◆ **Provided passage**
1LT Jimmie W. Monteith Jr.

Normandy Campaign – Omaha Beach Landing

With its beach strewn with mines and landing obstacles and its steep cliffs studded with strongpoints (or Wiederstandnest) made up of stout pillboxes surrounded by barbed wire and filled with machine guns, artillery, and flamethrowers, the June 6, 1944 landing at Omaha Beach was expected to be exceptionally difficult. Despite that fearful estimate, the consequences for the first wave of American troops at Omaha Beach proved worse than anything imagined.   

The preparatory naval gunfire and aerial bombardment failed to neutralize the German defenses at the beach and the landing craft filled with wet and nauseous soldiers failed to land in the right locations. Of the 36 amphibious tanks from the 741st Tank Battalion sent out to support the assault by the 16th Infantry Regiment, only 5 actually made it to the beach.  Most of those from the eight assault companies – roughly 1,450 soldiers from the 1st and 29th Infantry divisions – were met with a furious hail of machine gun bullets and artillery fire. As the terrible toll mounted heroic leadership was required.

◆ **Provided information**
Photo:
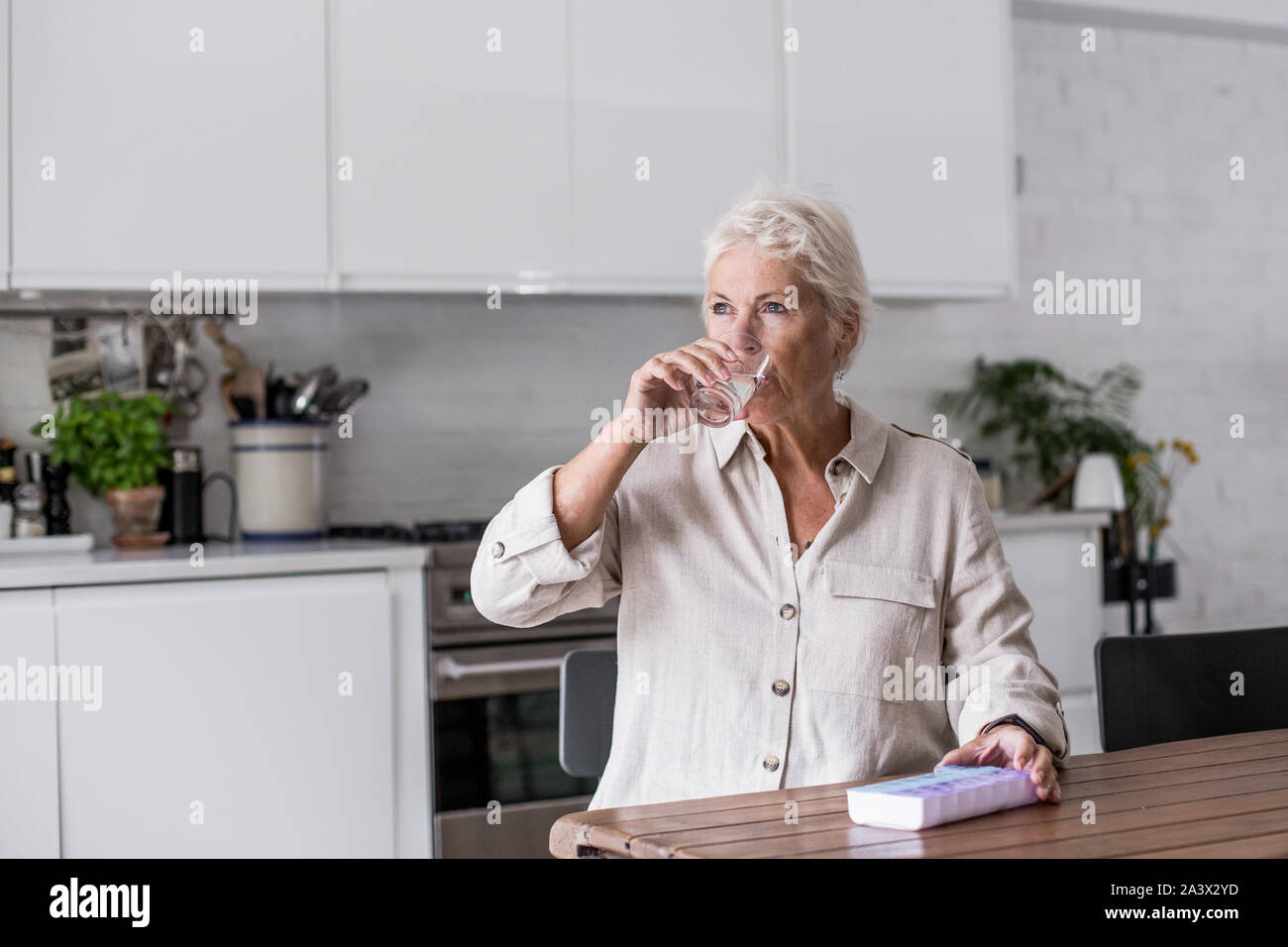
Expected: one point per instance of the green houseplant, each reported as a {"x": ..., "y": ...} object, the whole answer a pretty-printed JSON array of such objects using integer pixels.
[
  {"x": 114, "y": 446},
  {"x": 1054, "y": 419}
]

--

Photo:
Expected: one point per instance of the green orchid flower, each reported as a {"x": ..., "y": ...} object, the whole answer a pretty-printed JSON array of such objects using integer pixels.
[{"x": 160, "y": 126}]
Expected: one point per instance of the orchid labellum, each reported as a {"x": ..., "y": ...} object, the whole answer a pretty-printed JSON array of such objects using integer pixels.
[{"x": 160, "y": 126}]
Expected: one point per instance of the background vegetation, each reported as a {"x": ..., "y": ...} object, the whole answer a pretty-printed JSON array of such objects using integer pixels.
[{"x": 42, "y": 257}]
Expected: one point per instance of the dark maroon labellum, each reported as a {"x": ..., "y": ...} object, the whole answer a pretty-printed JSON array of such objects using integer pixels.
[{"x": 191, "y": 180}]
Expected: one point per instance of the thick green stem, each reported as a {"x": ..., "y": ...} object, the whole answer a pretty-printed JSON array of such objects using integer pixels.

◆ **Problems to solve**
1. In the Omaha Beach text, duplicate the stretch from "1LT Jimmie W." through "than anything imagined." word for word.
2. Turn the Omaha Beach paragraph that opens "The preparatory naval gunfire" into a short bulleted list that keeps its main facts.
3. Name every American military unit mentioned in the Omaha Beach text.
Use only the Omaha Beach text, not the records.

◆ **Solutions to each task**
1.
1LT Jimmie W. Monteith Jr.

Normandy Campaign – Omaha Beach Landing

With its beach strewn with mines and landing obstacles and its steep cliffs studded with strongpoints (or Wiederstandnest) made up of stout pillboxes surrounded by barbed wire and filled with machine guns, artillery, and flamethrowers, the June 6, 1944 landing at Omaha Beach was expected to be exceptionally difficult. Despite that fearful estimate, the consequences for the first wave of American troops at Omaha Beach proved worse than anything imagined.

2.
- Naval gunfire and aerial bombing did not knock out the German beach defenses.
- Landing craft carrying wet, seasick soldiers landed in the wrong places.
- Only 5 of the 36 amphibious tanks from the 741st Tank Battalion, sent to support the 16th Infantry Regiment, reached the beach.
- Most of the roughly 1,450 soldiers in the eight assault companies from the 1st and 29th Infantry divisions met heavy machine gun and artillery fire.
- As losses mounted, heroic leadership was needed.

3.
- 741st Tank Battalion
- 16th Infantry Regiment
- 1st Infantry Division
- 29th Infantry Division